*Supplied records*.
— start —
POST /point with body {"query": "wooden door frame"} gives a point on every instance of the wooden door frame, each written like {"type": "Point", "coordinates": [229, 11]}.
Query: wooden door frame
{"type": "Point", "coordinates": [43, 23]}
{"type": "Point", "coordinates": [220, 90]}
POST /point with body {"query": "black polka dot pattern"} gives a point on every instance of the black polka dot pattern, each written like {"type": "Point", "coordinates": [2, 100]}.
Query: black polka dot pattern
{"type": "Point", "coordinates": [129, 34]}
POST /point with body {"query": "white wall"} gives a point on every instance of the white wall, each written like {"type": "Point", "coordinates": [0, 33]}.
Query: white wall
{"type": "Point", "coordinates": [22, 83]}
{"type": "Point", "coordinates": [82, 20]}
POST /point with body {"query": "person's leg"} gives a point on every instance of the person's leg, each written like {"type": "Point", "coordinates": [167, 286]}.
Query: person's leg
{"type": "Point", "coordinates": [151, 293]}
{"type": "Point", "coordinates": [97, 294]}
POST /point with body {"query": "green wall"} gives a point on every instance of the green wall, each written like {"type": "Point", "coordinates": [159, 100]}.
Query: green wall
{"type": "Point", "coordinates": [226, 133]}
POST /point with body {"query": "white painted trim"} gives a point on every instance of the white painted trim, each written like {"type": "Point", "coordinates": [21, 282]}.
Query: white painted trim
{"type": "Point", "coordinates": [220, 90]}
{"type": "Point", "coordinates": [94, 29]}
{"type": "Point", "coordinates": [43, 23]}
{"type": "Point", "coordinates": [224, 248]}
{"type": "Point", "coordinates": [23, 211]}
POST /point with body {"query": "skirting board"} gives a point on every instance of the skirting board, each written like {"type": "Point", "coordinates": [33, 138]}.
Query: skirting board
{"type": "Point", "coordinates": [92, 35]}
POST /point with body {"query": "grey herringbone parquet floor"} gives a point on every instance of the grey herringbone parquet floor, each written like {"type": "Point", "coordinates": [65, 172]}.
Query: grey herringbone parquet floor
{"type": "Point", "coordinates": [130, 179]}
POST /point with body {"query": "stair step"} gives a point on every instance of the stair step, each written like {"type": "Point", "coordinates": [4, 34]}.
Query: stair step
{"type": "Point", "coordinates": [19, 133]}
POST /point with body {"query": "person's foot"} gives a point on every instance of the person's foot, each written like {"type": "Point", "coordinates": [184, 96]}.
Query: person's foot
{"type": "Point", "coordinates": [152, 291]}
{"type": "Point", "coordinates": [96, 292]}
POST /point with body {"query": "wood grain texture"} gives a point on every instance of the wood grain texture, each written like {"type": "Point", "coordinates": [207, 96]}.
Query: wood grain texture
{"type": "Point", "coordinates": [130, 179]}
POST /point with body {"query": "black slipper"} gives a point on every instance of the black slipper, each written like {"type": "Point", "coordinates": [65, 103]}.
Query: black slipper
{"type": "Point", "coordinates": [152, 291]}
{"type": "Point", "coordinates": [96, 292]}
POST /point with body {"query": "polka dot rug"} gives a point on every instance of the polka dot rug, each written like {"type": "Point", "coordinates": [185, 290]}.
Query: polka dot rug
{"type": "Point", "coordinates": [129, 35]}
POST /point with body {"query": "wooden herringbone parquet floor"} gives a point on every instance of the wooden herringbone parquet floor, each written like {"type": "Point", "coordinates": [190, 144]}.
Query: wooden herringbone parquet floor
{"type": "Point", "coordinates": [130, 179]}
— end —
*Work to complete*. Rewrite all of the records above, replacing "skirting board" with "baseboard" wherever it occurs and leaving everything else unchanged.

*Exercise answer*.
POST /point with body {"query": "wooden door frame"} gives a point on every instance of the wooden door frame, each written like {"type": "Point", "coordinates": [229, 11]}.
Query: wooden door frame
{"type": "Point", "coordinates": [43, 23]}
{"type": "Point", "coordinates": [220, 90]}
POST /point with body {"query": "black polka dot pattern"} gives a point on every instance of the black polka dot pattern, each written like {"type": "Point", "coordinates": [2, 100]}.
Query: black polka dot pattern
{"type": "Point", "coordinates": [129, 34]}
POST /point with body {"query": "white wall"} gives a point on every instance of the white wall, each written like {"type": "Point", "coordinates": [0, 33]}.
Query: white wall
{"type": "Point", "coordinates": [22, 83]}
{"type": "Point", "coordinates": [82, 20]}
POST /point with body {"query": "person's leg"} gives a point on every instance of the person's leg, each written like {"type": "Point", "coordinates": [167, 286]}.
Query: person's leg
{"type": "Point", "coordinates": [151, 293]}
{"type": "Point", "coordinates": [97, 294]}
POST /point with body {"query": "green wall"} gives a point on every instance of the green wall, each written like {"type": "Point", "coordinates": [159, 100]}.
Query: green wall
{"type": "Point", "coordinates": [226, 133]}
POST /point with body {"query": "white painted trim"} gives a point on every instance of the white painted trim, each written like {"type": "Point", "coordinates": [21, 282]}.
Query: white painted trim
{"type": "Point", "coordinates": [220, 90]}
{"type": "Point", "coordinates": [94, 29]}
{"type": "Point", "coordinates": [43, 23]}
{"type": "Point", "coordinates": [224, 248]}
{"type": "Point", "coordinates": [23, 211]}
POST /point with body {"query": "baseboard"} gives a point on every instance of the baseboard, each written like {"type": "Point", "coordinates": [33, 138]}.
Query: baseboard
{"type": "Point", "coordinates": [92, 35]}
POST /point with body {"query": "grey herringbone parquet floor"} gives a point on every instance of the grey herringbone parquet floor, each written like {"type": "Point", "coordinates": [65, 172]}.
Query: grey herringbone parquet floor
{"type": "Point", "coordinates": [130, 179]}
POST /point with body {"query": "stair step"} gives a point on every instance of the stair step, each written like {"type": "Point", "coordinates": [4, 34]}.
Query: stair step
{"type": "Point", "coordinates": [19, 133]}
POST /point with body {"query": "person's foot"} gives a point on every instance of the person's foot, each written like {"type": "Point", "coordinates": [184, 96]}.
Query: person's foot
{"type": "Point", "coordinates": [152, 291]}
{"type": "Point", "coordinates": [96, 292]}
POST /point with body {"query": "wood grain texture"} gives a point on every instance of the wood grain texture, each written like {"type": "Point", "coordinates": [207, 96]}.
Query: wood grain texture
{"type": "Point", "coordinates": [130, 179]}
POST /point with body {"query": "black slipper"} gives a point on every instance of the black slipper, each written like {"type": "Point", "coordinates": [65, 103]}.
Query: black slipper
{"type": "Point", "coordinates": [152, 291]}
{"type": "Point", "coordinates": [96, 292]}
POST /point with body {"query": "polka dot rug"} gives a point on every instance of the polka dot rug, each written like {"type": "Point", "coordinates": [185, 290]}.
Query: polka dot rug
{"type": "Point", "coordinates": [129, 35]}
POST /point with body {"query": "wooden herringbone parquet floor"} gives a point on every instance of the wooden herringbone parquet floor, each written like {"type": "Point", "coordinates": [190, 144]}.
Query: wooden herringbone parquet floor
{"type": "Point", "coordinates": [130, 179]}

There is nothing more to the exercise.